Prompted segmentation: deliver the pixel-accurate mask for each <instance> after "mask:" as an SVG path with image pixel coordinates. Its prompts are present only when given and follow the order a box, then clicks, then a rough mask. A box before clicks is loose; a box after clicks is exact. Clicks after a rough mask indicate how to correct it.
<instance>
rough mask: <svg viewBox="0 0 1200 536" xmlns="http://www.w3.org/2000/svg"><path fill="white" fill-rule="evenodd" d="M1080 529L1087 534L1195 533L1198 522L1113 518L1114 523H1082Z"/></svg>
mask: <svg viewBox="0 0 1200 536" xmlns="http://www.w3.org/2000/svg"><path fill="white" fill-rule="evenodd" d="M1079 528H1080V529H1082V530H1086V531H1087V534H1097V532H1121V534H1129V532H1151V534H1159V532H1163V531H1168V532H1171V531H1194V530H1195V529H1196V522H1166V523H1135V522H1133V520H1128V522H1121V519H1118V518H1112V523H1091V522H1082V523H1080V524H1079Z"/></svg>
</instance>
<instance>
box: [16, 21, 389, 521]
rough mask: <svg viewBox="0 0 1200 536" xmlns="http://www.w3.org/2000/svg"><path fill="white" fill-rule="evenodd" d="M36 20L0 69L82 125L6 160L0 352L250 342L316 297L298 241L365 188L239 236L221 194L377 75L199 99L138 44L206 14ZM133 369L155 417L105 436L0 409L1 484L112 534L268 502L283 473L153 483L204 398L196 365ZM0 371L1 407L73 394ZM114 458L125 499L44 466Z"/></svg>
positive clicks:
=======
* _How to complete this task_: Filter the lines above, keeping and copying those that contain "instance".

* _Exercise result_:
Prompted segmentation: deliver the pixel-accurate mask for each <instance> after "mask:" as an SVG path with image pixel coordinates. Its prompts are present only when given and follow the order a box, then clicks, then a rough mask. A box before clicks is loose; a box after clicks is exact. Clicks after a rough mask indicate how to correct it.
<instance>
</instance>
<instance>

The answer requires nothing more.